[Data extracted from a collection]
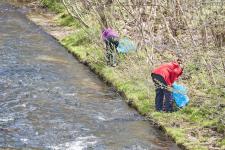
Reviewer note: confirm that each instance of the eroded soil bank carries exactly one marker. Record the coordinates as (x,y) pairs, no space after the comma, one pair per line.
(51,101)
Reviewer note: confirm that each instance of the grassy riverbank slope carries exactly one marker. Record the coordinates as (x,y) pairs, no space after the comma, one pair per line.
(197,126)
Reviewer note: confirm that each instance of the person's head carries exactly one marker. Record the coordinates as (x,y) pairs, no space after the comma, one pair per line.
(179,61)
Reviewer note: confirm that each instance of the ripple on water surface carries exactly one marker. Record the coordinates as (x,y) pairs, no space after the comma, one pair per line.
(50,101)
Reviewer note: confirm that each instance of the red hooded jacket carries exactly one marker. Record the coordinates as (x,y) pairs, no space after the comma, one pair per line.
(169,71)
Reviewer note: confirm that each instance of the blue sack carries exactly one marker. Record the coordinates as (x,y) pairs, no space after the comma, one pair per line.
(126,46)
(180,95)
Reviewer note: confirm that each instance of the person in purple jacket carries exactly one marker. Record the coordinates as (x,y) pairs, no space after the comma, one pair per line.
(110,38)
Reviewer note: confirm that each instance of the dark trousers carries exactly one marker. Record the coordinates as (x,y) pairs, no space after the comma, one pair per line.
(163,99)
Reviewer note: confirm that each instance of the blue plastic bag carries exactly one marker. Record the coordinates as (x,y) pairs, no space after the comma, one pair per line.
(180,95)
(126,46)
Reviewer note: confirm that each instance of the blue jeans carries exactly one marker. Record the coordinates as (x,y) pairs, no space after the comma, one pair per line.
(163,99)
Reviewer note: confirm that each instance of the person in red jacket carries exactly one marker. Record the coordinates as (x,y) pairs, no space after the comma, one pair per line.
(163,77)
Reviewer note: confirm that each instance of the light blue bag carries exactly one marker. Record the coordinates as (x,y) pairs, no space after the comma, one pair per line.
(180,95)
(126,46)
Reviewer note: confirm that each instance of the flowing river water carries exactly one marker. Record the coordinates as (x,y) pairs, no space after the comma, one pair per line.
(48,100)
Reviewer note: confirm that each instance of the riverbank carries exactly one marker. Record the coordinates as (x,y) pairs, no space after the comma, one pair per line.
(190,128)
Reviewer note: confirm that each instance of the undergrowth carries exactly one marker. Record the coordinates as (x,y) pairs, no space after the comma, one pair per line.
(194,126)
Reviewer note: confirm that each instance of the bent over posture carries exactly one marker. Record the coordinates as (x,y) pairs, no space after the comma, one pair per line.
(163,77)
(110,38)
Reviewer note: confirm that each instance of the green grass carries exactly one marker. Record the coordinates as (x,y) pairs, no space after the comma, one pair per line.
(183,126)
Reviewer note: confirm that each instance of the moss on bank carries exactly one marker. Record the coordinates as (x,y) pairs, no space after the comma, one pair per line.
(193,127)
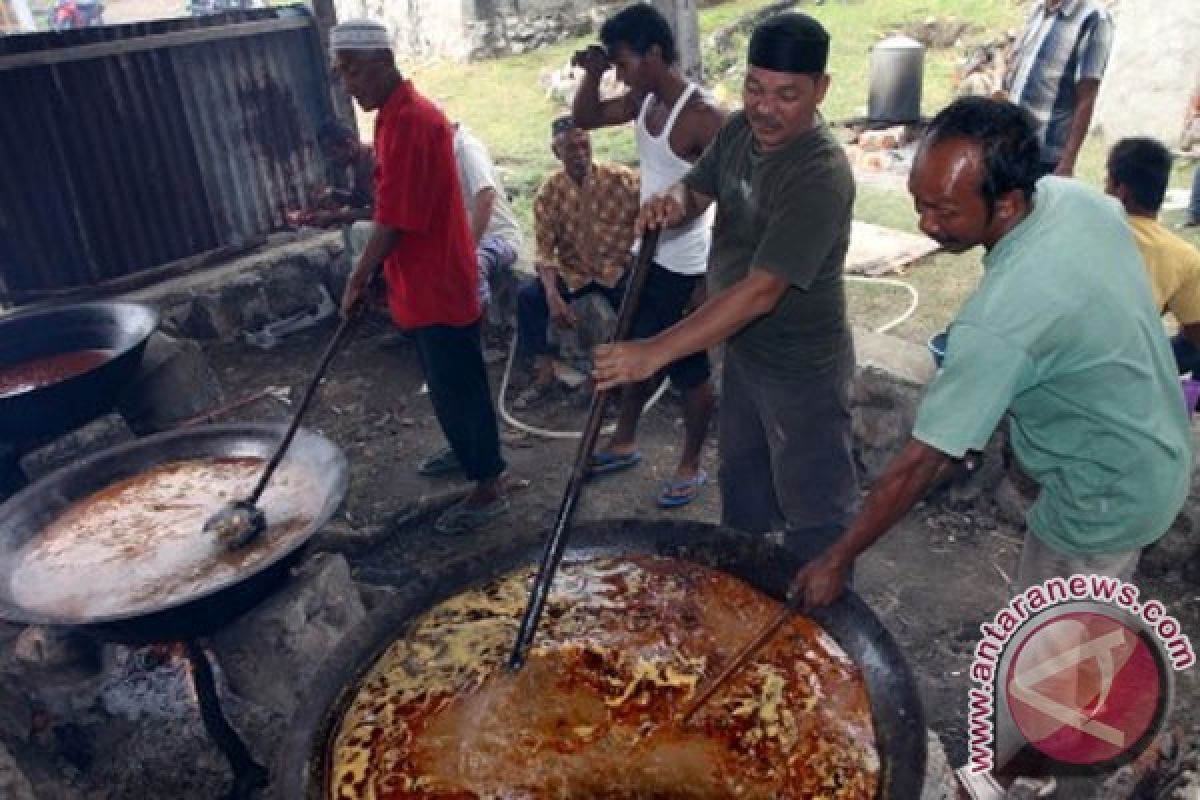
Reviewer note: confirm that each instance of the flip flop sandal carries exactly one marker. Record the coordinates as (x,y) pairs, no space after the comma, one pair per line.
(443,462)
(605,463)
(682,491)
(533,397)
(461,519)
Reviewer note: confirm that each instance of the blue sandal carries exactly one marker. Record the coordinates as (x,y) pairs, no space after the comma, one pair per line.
(681,492)
(605,463)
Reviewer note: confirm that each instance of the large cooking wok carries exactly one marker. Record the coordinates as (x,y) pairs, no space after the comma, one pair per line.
(301,769)
(27,513)
(120,328)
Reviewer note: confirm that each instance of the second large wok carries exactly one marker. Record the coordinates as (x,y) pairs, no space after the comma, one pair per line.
(25,515)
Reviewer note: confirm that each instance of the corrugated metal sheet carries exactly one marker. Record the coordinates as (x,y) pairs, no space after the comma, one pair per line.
(130,148)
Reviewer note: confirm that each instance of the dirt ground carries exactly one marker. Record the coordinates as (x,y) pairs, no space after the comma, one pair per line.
(933,581)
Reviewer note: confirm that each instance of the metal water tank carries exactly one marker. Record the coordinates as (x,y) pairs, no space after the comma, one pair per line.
(898,66)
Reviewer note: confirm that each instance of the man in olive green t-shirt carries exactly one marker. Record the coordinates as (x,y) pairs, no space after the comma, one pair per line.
(1063,335)
(784,193)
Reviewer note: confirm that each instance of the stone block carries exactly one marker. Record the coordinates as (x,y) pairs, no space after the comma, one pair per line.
(101,433)
(293,287)
(61,668)
(173,384)
(289,635)
(595,323)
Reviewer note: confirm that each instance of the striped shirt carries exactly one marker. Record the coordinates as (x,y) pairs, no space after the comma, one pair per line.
(586,233)
(1056,50)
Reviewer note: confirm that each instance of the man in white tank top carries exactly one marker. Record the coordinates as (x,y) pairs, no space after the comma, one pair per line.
(675,121)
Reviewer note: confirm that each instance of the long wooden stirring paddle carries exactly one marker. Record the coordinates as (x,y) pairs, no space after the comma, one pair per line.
(557,542)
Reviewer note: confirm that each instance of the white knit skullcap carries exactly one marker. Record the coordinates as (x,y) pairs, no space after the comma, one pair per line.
(359,35)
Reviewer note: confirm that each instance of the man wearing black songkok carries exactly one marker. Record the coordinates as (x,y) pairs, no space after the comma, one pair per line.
(785,193)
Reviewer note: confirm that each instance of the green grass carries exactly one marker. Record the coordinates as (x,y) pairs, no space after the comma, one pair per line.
(504,101)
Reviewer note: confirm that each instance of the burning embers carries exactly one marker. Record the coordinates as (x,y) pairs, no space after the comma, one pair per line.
(623,645)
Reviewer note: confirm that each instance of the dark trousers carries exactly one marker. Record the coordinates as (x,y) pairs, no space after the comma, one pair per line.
(533,311)
(462,401)
(785,453)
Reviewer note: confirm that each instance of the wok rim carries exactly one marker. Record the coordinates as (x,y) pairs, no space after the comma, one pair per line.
(336,680)
(144,323)
(263,435)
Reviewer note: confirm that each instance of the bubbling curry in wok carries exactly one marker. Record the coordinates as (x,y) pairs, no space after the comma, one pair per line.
(623,644)
(138,543)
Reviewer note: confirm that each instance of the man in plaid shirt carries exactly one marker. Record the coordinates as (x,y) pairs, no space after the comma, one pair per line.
(1055,73)
(583,216)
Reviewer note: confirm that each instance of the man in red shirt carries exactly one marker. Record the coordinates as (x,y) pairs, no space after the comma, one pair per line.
(423,240)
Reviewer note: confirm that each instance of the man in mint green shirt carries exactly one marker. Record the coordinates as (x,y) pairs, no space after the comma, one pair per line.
(1063,335)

THE TASK:
Nothing but the exact lines of the data above, from the line containing "Reviewer note: confirm that each instance of the bubbling" through the last, should appear in the answer.

ANSWER TO THE EXERCISE:
Reviewer note: confirm that each instance of the bubbling curry in wok carries exactly one marker. Record the coordinates as (x,y) pairs, no space after the comma, one pair per line.
(623,644)
(138,543)
Reviewer note: confirm that each instance of the man in plaid shirt carries exactly one marker. Record the coordinates as (x,y) pairs, no space after the comma, one pair per line.
(1055,73)
(583,216)
Reviewer note: confirm that each instance of the man in red shirt carries exactly one marker. Record the coordinates as (x,y) pairs, no space after the comma, one pair per line.
(423,240)
Reviewer note: confirm that each instance of the man in mint green shirt carries exactly one marker. Record the coordinates as (x,y) pairs, no space after the comma, one pair per line.
(1063,335)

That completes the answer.